* start Excerpt *
VYNPS License Renewal Project Aging Management Review of Nonsafety-related Systems and Components Affecting Safety-related Systems AMRM-30 Revision 1 Page 127 of 134 Attachment 4 - Review of Nonsafety-Related SSCs Connected to Safety-Related SSCs Introduction - Review for Structural Interaction Nonsafety-related SSCs directly connected to safety-related SSCs (typically piping) are subject to aging management review for 10 CFR 54.4(a)(2). (In this case, the scope of license renewal includes the nonsafety-related piping and supports up to and including the "first seismic or equivalent anchor" beyond the safety/nonsafety interface such that the safety-related portion of the piping will be able to perform its intended function.
* end Excerpt *
* start Information shown *
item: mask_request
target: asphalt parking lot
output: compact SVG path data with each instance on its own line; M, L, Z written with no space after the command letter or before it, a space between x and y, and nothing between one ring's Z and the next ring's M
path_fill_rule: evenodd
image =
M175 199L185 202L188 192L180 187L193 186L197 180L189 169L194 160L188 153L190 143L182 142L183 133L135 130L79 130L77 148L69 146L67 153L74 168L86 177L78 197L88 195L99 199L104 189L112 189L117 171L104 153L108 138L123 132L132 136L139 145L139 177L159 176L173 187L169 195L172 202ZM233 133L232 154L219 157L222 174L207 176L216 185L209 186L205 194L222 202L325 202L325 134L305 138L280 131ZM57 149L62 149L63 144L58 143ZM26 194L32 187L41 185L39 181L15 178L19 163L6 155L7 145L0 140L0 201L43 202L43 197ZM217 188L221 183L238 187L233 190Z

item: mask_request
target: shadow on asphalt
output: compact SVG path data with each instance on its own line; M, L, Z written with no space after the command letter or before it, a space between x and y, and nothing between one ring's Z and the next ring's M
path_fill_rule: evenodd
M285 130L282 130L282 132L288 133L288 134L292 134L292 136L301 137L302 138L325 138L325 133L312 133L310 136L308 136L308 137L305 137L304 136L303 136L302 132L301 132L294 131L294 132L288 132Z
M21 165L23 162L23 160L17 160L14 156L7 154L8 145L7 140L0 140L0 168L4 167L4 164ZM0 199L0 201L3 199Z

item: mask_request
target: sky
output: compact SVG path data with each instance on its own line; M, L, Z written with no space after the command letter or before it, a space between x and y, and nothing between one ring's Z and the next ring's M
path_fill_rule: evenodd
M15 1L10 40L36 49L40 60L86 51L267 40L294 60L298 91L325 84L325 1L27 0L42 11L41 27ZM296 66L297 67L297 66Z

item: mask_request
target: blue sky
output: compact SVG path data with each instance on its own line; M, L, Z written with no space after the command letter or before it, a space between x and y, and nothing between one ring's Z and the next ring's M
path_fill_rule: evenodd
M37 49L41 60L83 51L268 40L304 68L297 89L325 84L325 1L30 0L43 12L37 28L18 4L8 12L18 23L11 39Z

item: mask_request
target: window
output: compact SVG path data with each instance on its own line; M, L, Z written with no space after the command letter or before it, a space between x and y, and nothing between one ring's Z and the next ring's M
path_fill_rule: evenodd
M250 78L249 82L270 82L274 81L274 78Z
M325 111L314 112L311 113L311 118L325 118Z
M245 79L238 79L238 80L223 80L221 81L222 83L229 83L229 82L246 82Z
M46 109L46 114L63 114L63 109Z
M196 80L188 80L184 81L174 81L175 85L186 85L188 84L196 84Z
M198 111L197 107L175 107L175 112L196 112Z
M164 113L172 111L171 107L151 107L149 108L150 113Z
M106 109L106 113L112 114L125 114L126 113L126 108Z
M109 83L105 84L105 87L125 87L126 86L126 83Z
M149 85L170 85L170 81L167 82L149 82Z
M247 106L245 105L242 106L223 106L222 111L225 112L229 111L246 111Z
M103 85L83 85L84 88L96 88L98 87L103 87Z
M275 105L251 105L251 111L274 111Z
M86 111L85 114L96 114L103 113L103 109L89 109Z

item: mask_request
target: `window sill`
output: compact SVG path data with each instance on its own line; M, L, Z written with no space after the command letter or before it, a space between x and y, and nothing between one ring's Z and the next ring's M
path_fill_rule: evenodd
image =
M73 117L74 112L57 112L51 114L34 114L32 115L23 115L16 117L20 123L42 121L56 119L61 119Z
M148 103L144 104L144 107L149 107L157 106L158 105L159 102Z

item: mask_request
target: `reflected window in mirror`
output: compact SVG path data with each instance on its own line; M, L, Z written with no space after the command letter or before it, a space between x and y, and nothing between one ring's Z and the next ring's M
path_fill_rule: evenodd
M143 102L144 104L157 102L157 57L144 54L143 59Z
* end Information shown *
> **Exercise description**
Rewrite the passage of the license renewal excerpt starting at "VYNPS License Renewal" and ending at "its intended function.", updating it so that "supports" becomes "hangers".

> **Result for this task**
VYNPS License Renewal Project Aging Management Review of Nonsafety-related Systems and Components Affecting Safety-related Systems AMRM-30 Revision 1 Page 127 of 134 Attachment 4 - Review of Nonsafety-Related SSCs Connected to Safety-Related SSCs Introduction - Review for Structural Interaction Nonsafety-related SSCs directly connected to safety-related SSCs (typically piping) are subject to aging management review for 10 CFR 54.4(a)(2). (In this case, the scope of license renewal includes the nonsafety-related piping and hangers up to and including the "first seismic or equivalent anchor" beyond the safety/nonsafety interface such that the safety-related portion of the piping will be able to perform its intended function.